== Study material ==
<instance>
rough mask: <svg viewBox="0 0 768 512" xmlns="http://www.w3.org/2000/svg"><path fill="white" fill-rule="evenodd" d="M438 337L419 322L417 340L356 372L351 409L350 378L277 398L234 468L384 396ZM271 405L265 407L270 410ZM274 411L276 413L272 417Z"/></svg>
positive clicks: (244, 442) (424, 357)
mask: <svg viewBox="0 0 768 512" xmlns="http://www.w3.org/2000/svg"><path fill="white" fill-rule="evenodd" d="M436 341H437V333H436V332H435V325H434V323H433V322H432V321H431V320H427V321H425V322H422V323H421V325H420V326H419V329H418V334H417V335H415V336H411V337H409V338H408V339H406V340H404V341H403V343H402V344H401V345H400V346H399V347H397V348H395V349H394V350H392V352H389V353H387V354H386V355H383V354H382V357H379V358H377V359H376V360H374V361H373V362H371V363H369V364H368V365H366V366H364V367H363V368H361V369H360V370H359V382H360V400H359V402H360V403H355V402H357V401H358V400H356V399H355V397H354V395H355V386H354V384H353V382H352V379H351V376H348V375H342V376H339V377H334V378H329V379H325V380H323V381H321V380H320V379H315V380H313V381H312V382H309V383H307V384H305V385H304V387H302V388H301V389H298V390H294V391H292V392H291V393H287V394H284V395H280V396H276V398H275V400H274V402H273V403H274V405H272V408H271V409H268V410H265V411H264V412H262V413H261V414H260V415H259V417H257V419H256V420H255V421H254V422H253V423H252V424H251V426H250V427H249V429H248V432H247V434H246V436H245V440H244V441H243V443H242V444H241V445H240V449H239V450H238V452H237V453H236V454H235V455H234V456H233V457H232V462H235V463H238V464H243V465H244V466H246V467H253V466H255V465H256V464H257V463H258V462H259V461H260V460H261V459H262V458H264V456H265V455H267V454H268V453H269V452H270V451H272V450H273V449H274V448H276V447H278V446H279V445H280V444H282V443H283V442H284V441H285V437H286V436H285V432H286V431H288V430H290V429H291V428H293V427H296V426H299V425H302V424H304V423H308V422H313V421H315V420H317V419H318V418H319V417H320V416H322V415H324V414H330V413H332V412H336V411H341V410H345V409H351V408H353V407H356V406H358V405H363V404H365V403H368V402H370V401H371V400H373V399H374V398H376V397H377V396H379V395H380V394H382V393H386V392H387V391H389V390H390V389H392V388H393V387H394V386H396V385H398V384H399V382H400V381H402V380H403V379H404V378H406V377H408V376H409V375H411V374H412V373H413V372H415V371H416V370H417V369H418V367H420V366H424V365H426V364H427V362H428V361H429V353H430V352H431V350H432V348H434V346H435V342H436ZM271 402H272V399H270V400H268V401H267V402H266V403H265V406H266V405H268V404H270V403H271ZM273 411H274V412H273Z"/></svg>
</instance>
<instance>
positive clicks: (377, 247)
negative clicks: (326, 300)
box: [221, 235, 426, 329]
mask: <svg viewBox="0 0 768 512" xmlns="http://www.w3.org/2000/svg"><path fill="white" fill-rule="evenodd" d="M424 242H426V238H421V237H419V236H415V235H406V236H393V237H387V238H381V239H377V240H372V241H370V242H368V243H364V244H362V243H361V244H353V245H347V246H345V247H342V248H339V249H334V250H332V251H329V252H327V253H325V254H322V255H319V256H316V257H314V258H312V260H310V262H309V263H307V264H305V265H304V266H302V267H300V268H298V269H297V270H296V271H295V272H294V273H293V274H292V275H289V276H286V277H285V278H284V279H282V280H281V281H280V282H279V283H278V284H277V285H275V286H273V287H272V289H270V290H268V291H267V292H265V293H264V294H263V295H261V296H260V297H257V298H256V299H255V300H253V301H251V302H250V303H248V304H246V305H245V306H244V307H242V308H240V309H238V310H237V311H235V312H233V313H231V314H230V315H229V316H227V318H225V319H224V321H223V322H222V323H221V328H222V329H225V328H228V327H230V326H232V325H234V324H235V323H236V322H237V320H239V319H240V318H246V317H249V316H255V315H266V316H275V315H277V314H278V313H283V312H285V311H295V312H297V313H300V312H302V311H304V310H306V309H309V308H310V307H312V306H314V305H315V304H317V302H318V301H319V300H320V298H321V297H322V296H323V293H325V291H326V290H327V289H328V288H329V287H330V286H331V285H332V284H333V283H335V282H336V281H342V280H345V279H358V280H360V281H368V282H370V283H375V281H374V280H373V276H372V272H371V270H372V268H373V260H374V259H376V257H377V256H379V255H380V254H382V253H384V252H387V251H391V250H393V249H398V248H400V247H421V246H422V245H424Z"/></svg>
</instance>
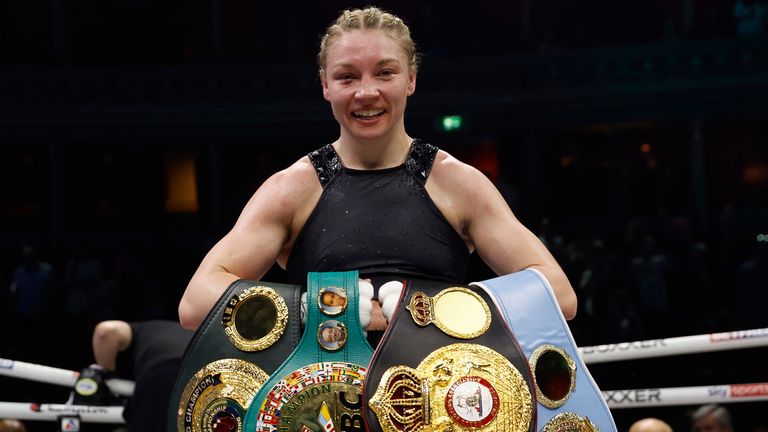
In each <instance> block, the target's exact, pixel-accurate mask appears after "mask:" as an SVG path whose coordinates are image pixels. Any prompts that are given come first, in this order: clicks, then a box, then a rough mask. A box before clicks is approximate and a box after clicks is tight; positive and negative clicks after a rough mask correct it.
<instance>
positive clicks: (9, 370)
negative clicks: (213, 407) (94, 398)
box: [0, 358, 135, 396]
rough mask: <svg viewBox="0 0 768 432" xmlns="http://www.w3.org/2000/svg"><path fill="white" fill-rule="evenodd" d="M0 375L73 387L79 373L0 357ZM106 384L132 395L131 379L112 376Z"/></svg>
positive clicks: (133, 384) (20, 378) (76, 379)
mask: <svg viewBox="0 0 768 432" xmlns="http://www.w3.org/2000/svg"><path fill="white" fill-rule="evenodd" d="M0 375H5V376H10V377H14V378H19V379H26V380H30V381H39V382H44V383H48V384H55V385H60V386H65V387H74V386H75V382H77V378H78V377H79V376H80V373H79V372H76V371H71V370H68V369H59V368H54V367H50V366H43V365H39V364H34V363H26V362H21V361H18V360H10V359H4V358H0ZM106 384H107V387H109V389H110V390H112V392H113V393H115V394H117V395H120V396H131V395H133V389H134V386H135V385H134V382H133V381H129V380H124V379H119V378H113V379H109V380H107V381H106Z"/></svg>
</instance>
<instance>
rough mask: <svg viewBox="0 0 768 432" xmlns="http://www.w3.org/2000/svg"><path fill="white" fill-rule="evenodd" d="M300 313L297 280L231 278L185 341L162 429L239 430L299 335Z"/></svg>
mask: <svg viewBox="0 0 768 432" xmlns="http://www.w3.org/2000/svg"><path fill="white" fill-rule="evenodd" d="M300 313H301V287H300V286H297V285H286V284H276V283H269V282H255V281H248V280H238V281H235V282H233V283H232V284H231V285H230V286H229V287H228V288H227V289H226V291H225V292H224V294H222V296H221V297H220V298H219V300H218V302H217V303H216V305H215V306H214V308H213V309H211V311H210V312H209V313H208V316H207V317H206V318H205V321H204V322H203V324H202V325H201V326H200V327H199V328H198V330H197V332H196V333H195V335H194V336H193V338H192V340H191V341H190V343H189V345H188V346H187V350H186V351H185V353H184V359H183V361H182V363H181V366H180V367H179V372H178V374H177V377H176V383H175V384H174V388H173V392H172V394H171V400H170V402H169V407H168V410H169V413H168V425H167V430H168V431H178V432H214V431H215V432H219V431H242V430H243V429H242V424H243V419H244V417H245V410H246V409H247V408H248V406H249V405H250V403H251V401H252V399H253V397H254V396H255V395H256V392H258V390H259V388H261V386H262V384H264V382H265V381H266V380H267V379H268V378H269V374H270V373H272V372H274V371H275V370H276V369H277V367H278V366H279V365H280V364H281V363H282V362H283V361H284V360H285V358H286V357H288V356H289V355H290V354H291V352H293V349H294V348H295V347H296V345H297V343H298V341H299V336H300V335H301V320H300Z"/></svg>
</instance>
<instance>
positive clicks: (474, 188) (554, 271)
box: [433, 156, 577, 319]
mask: <svg viewBox="0 0 768 432" xmlns="http://www.w3.org/2000/svg"><path fill="white" fill-rule="evenodd" d="M440 162H441V165H442V166H440V167H439V168H438V169H435V171H434V172H433V175H435V177H436V178H435V180H436V181H438V182H439V183H440V188H439V189H441V190H443V191H448V190H452V191H458V193H456V192H453V193H452V195H454V198H453V200H452V202H453V203H454V204H453V206H452V207H449V208H448V212H449V213H450V212H453V216H454V217H455V218H456V219H457V220H459V225H460V226H461V232H462V233H463V234H464V235H465V236H466V237H467V238H468V240H469V242H470V243H471V244H473V245H474V247H475V250H476V251H477V253H478V254H479V255H480V257H481V258H482V259H483V261H485V263H486V264H488V266H489V267H490V268H491V269H492V270H493V271H494V272H496V274H499V275H504V274H509V273H513V272H517V271H520V270H523V269H526V268H533V269H536V270H539V271H540V272H541V273H542V274H543V275H544V276H545V277H546V278H547V280H548V281H549V283H550V285H552V289H553V290H554V292H555V296H556V297H557V302H558V304H559V305H560V309H561V310H562V312H563V315H564V316H565V318H566V319H572V318H573V317H574V316H575V315H576V306H577V300H576V293H575V292H574V291H573V287H571V283H570V282H569V281H568V278H567V276H566V275H565V273H564V272H563V270H562V269H561V268H560V265H559V264H558V263H557V261H556V260H555V258H554V257H553V256H552V254H551V253H550V252H549V250H548V249H547V248H546V246H545V245H544V244H543V243H542V242H541V241H540V240H539V239H538V237H536V236H535V235H534V234H533V233H532V232H531V231H530V230H528V228H526V227H525V226H524V225H523V224H522V223H520V221H519V220H518V219H517V218H516V217H515V215H514V214H513V213H512V210H511V209H510V208H509V206H508V205H507V203H506V201H504V198H503V197H502V196H501V194H500V193H499V191H498V190H497V189H496V187H495V186H494V185H493V183H491V181H490V180H489V179H488V178H487V177H486V176H485V175H483V174H482V173H481V172H479V171H478V170H476V169H475V168H473V167H471V166H469V165H466V164H464V163H461V162H459V161H458V160H456V159H454V158H453V157H451V156H447V157H445V158H441V160H440ZM441 210H442V209H441ZM449 219H450V217H449Z"/></svg>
===
Select every line of the material above that contains the word "positive".

positive clicks: (244, 442) (424, 357)
positive clicks: (377, 247)
In each <instance> block, the target's exact, pixel-accurate mask appears after "mask:" as an SVG path whose coordinates are image pixels. Any prompts that are given come first, in this order: clicks, then a box, then a rough mask. A box before clicks is approximate and a box after clicks is tight; positive and negative clicks after a rough mask correct it.
positive clicks: (9, 370)
positive clicks: (133, 384) (20, 378) (76, 379)
positive clicks: (474, 188) (554, 271)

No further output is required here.